Stored data entries
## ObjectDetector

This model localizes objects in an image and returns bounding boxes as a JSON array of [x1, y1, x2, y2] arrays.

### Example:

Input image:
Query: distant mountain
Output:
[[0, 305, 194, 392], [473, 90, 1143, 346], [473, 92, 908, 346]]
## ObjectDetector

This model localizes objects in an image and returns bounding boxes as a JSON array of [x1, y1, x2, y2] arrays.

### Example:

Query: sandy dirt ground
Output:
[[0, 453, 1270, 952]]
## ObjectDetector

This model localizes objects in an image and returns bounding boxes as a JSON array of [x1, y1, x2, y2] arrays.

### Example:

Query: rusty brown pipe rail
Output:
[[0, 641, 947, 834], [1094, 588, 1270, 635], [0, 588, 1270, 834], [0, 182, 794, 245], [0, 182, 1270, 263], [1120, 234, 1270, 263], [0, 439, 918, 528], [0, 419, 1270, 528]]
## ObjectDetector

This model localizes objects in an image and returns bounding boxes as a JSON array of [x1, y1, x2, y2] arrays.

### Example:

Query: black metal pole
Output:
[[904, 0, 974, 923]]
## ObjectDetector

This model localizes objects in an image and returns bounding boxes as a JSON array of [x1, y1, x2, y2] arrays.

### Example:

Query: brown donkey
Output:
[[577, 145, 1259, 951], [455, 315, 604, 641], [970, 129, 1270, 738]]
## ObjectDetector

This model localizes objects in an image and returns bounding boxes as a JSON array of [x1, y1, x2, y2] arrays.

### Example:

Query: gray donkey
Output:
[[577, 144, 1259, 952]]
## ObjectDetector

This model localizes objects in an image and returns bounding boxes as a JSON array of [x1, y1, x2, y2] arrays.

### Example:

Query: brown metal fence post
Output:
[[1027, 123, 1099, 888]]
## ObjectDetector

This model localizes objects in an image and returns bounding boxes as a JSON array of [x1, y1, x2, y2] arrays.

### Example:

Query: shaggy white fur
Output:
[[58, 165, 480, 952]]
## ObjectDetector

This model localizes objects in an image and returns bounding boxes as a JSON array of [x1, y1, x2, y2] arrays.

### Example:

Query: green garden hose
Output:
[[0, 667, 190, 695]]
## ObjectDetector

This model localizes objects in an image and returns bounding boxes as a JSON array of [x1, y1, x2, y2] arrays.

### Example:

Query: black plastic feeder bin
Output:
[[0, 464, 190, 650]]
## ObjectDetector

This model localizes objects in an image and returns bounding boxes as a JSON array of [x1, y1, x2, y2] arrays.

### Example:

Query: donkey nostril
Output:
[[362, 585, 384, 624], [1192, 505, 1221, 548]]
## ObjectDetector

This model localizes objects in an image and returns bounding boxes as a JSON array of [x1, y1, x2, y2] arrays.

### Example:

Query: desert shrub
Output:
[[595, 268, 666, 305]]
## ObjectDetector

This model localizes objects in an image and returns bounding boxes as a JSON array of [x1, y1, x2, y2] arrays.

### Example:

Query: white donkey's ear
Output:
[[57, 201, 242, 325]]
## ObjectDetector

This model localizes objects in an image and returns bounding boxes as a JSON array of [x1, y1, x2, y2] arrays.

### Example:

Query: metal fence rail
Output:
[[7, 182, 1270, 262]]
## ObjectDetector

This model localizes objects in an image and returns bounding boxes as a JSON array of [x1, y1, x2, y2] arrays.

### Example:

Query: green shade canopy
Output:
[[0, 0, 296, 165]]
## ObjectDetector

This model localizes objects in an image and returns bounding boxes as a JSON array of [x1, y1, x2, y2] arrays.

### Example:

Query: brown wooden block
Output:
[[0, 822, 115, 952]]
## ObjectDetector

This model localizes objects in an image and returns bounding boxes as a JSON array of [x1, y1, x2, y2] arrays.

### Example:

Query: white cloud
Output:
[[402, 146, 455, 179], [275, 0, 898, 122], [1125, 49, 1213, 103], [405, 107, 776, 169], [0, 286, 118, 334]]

→ What to produce
Turn these lines into a Markdown table with the columns Row and Line, numbering each line in order and leaving out blank lines. Include every line of the data.

→ Task answer
| Row | Line |
|---|---|
| 1 | ## ObjectDetector |
| 2 | This model localizes objects in an image and returns bounding boxes as a JSON array of [x1, y1, x2, y2] arrays. |
| 3 | ### Example: |
| 4 | Input image: |
| 5 | Query: distant mountain |
| 6 | Output: |
| 7 | [[0, 305, 194, 392], [473, 90, 1143, 346], [473, 92, 908, 346]] |
| 8 | ## ObjectDetector |
| 9 | This model localizes objects in an image and returns bounding boxes as a JSON array of [x1, y1, x2, y2] arrays. |
| 10 | ### Example: |
| 11 | Query: sandy dirt ground |
| 12 | Output: |
| 13 | [[0, 453, 1270, 952]] |
| 14 | ## ObjectDetector |
| 15 | This model localizes objects in an image and returns bounding boxes as a JSON array of [x1, y1, x2, y2] arrays. |
| 16 | ### Example: |
| 17 | Query: rusty brown pipe rail |
| 18 | Output: |
| 19 | [[0, 641, 947, 834], [1094, 588, 1270, 635], [0, 588, 1270, 834], [0, 182, 794, 245], [0, 182, 1270, 263], [1120, 234, 1270, 263], [0, 439, 918, 528], [0, 419, 1270, 528]] |
| 20 | ## ObjectDetector |
| 21 | This model localizes objects in an image and returns bounding boxes as a JSON array of [x1, y1, x2, y2] arrays. |
| 22 | ### Example: |
| 23 | Query: black metal pole |
| 24 | Output: |
| 25 | [[904, 0, 974, 923]] |
| 26 | ## ObjectDetector |
| 27 | This model localizes objects in an image and returns bounding boxes as a JSON array of [x1, y1, x2, y2] arrays. |
| 28 | ### Example: |
| 29 | Query: brown donkey |
| 30 | Output: |
| 31 | [[577, 145, 1259, 951], [455, 315, 604, 641], [970, 129, 1270, 738]] |
| 32 | ## ObjectDetector |
| 33 | This model localizes objects in an image and returns bounding boxes as a JSON array of [x1, y1, x2, y2] arrays. |
| 34 | ### Example: |
| 35 | Query: gray donkey |
| 36 | Output: |
| 37 | [[577, 144, 1259, 952]] |
| 38 | ## ObjectDetector |
| 39 | This model localizes objects in an image and returns bounding boxes as a JSON array of [x1, y1, x2, y2] arrays. |
| 40 | ### Example: |
| 41 | Query: brown metal fence post |
| 42 | Output: |
| 43 | [[1027, 123, 1099, 888]] |
| 44 | ## ObjectDetector |
| 45 | This model localizes objects in an image and returns bounding boxes as a JSON array of [x1, y1, x2, y2] arrays. |
| 46 | ### Example: |
| 47 | Query: shaggy white fur |
| 48 | Output: |
| 49 | [[58, 165, 480, 952]] |
| 50 | ## ObjectDetector |
| 51 | This model localizes objects in an image and returns bounding boxes as a JSON array of [x1, y1, x2, y2] arrays. |
| 52 | ### Example: |
| 53 | Query: green garden hose |
| 54 | Output: |
| 55 | [[0, 667, 190, 695]] |
| 56 | ## ObjectDetector |
| 57 | This model localizes objects in an image and returns bounding boxes as a JSON array of [x1, y1, x2, y2] arrays. |
| 58 | ### Example: |
| 59 | Query: black plastic feeder bin |
| 60 | Output: |
| 61 | [[0, 464, 190, 650]] |
| 62 | ## ObjectDetector |
| 63 | This model localizes objects in an image and returns bounding boxes as a JSON array of [x1, y1, x2, y2] arrays. |
| 64 | ### Example: |
| 65 | Query: donkey nostril |
| 66 | Output: |
| 67 | [[362, 585, 384, 624], [1192, 505, 1221, 548]] |
| 68 | ## ObjectDetector |
| 69 | This model localizes objects in an image and returns bounding boxes as a JSON array of [x1, y1, x2, y2] arrays. |
| 70 | ### Example: |
| 71 | Query: desert shrub |
| 72 | Output: |
| 73 | [[595, 268, 666, 305]] |
| 74 | ## ObjectDetector |
| 75 | This model localizes objects in an image and returns bounding boxes as a JSON array of [x1, y1, x2, y2] arrays. |
| 76 | ### Example: |
| 77 | Query: white donkey's ear |
| 78 | Output: |
| 79 | [[57, 201, 242, 325]] |
| 80 | ## ObjectDetector |
| 81 | This model localizes objects in an image and returns bounding boxes as a JSON array of [x1, y1, x2, y2] arrays. |
| 82 | ### Example: |
| 83 | Query: metal fence rail |
| 84 | Output: |
| 85 | [[7, 182, 1270, 262]] |
| 86 | ## ObjectDetector |
| 87 | This model localizes objects in an image and returns bounding boxes as a JSON array of [x1, y1, x2, y2] arrays. |
| 88 | ### Example: |
| 89 | Query: green shade canopy |
| 90 | Output: |
| 91 | [[0, 0, 296, 165]] |
| 92 | ## ObjectDetector |
| 93 | This model localizes objects in an image and returns bounding boxes as a JSON array of [x1, y1, x2, y2] arrays. |
| 94 | ### Example: |
| 95 | Query: brown wooden block |
| 96 | Output: |
| 97 | [[0, 822, 115, 952]] |
| 98 | ## ObjectDetector |
| 99 | This model localizes objects in an image and returns bounding boxes as a JSON array of [x1, y1, x2, y2] arrays. |
| 100 | ### Example: |
| 101 | Query: white cloud |
| 102 | Output: |
| 103 | [[402, 146, 455, 179], [275, 0, 898, 122], [1125, 49, 1213, 103], [405, 107, 776, 169], [0, 286, 118, 334]] |